**** RECORDS FOR PROCESSING
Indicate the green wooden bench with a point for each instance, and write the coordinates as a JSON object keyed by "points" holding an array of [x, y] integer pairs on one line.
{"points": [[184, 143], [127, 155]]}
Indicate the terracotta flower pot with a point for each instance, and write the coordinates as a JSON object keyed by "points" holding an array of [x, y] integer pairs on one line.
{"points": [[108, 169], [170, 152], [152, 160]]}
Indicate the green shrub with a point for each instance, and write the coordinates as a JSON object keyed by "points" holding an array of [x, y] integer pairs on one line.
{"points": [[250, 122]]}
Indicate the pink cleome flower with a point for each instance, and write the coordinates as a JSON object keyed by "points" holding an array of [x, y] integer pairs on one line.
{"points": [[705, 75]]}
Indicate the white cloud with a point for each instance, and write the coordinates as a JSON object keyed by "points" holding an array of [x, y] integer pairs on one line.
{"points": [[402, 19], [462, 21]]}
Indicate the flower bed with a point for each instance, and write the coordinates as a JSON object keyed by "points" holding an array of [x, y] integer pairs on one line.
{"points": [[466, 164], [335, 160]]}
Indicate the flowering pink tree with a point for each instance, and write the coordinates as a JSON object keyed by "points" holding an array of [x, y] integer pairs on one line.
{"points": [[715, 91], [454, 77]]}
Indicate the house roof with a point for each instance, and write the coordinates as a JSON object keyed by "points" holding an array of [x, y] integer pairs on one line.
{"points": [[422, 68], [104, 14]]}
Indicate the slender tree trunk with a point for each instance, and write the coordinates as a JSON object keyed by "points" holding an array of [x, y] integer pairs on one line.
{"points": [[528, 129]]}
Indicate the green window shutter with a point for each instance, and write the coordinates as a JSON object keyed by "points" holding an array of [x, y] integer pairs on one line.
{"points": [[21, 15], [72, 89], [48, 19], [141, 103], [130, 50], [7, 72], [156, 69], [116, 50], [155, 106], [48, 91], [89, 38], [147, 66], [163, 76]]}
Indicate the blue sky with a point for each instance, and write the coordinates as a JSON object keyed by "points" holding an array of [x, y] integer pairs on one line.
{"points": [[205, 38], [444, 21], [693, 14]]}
********
EXERCISE DIRECTIONS |
Rewrite the rows beginning with the line that contains "Indicate the green shrub" and continuing through the last of the rows, changing "Indicate" to "Mark" and keeping everything else the same.

THE REPLY |
Mark the green shrub with a point for each instance, and write the coordinates as a JSON object keyed by "points" holding an array of [x, y] integer pairs on one line.
{"points": [[250, 122]]}
Mark the pink cleome flower with a point for each instance, and write the coordinates as a JSON object keyed by "points" holding an array of [x, y] integer pairs on one line.
{"points": [[705, 75]]}
Mark the white cloud with a point for each instance, and write the coordinates as a JSON object keyed by "points" holding an array of [x, y] integer pairs on one line.
{"points": [[402, 19], [462, 21]]}
Mark the flower bed with a point for each instance, and write the coordinates as a JSON object keyed by "points" holding an array of [x, y] integer pairs on one line.
{"points": [[466, 164], [335, 160]]}
Mark the flowering pink tree with a point for each instance, and write the coordinates as a JSON object keyed by "points" holding an array of [x, y] integer pairs on one line.
{"points": [[715, 91], [454, 77]]}
Mark the house roof with a point for each instance, and write the coordinates as a JSON object keyed by "points" holding an array of [x, y] integer pairs on one line.
{"points": [[422, 68], [104, 14]]}
Mark the slender tree trunk with a point for each instance, and write the coordinates as a JSON object keyed by "points" holding an array of [x, y] integer pairs on one line.
{"points": [[528, 129]]}
Mark the green window shutter with a point for each instance, and write the coordinates as a JSON object keyed by "points" holding an array of [x, y] integer pairs on one line.
{"points": [[21, 15], [72, 89], [48, 19], [141, 103], [130, 50], [7, 72], [156, 69], [116, 50], [155, 106], [48, 91], [89, 38], [147, 66], [163, 76]]}
Mark the blue sky with a point for each instance, and write the coordinates as a JSON object keyed by "points" holding an array of [x, y] integer pairs on one line.
{"points": [[205, 38], [444, 21], [693, 14]]}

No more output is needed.